§ Activity
Copy out each line of the data that contains "instance".

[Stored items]
______

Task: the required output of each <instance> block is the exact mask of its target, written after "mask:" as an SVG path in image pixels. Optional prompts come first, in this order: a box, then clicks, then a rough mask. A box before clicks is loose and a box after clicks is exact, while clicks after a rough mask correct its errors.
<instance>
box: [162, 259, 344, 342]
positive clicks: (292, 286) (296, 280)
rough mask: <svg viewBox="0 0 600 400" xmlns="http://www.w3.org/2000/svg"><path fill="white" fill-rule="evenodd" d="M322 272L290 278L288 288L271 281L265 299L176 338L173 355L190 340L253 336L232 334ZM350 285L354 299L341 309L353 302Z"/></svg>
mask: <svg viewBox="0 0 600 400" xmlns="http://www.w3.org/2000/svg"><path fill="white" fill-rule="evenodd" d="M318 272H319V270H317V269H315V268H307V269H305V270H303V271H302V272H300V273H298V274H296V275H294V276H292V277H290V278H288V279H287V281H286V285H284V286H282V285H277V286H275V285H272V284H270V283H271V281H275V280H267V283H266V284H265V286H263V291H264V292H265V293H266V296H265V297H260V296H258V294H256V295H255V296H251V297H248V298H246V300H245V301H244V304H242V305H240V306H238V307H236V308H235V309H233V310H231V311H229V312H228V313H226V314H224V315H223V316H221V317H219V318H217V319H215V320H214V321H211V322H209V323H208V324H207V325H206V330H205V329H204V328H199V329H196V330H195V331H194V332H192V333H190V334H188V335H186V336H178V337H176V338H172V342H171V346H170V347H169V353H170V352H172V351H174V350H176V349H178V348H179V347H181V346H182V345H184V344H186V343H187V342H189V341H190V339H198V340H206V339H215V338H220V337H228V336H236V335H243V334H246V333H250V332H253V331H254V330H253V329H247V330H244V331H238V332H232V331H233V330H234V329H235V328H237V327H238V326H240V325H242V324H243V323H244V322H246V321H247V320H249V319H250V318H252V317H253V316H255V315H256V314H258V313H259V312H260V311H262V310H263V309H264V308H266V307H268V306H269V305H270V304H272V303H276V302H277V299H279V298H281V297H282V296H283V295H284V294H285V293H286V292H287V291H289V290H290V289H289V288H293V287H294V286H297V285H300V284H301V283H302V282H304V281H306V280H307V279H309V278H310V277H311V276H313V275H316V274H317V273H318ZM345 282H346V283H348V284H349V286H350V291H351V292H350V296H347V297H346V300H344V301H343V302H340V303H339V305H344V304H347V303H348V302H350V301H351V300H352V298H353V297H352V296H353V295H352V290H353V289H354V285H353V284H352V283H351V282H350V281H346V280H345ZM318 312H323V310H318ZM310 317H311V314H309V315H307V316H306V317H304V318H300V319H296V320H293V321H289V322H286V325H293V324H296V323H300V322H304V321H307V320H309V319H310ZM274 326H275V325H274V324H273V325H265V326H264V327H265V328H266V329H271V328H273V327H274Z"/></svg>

______

§ Answer box
Task: the required output of each <instance> block is the exact mask of its target, written after "mask:" as an SVG path in image pixels. Optional prompts come first, in this order: a box, then clicks, then a rough mask. A box before clicks is loose and a box after clicks is exact, while clicks after a rough mask correct its errors.
<instance>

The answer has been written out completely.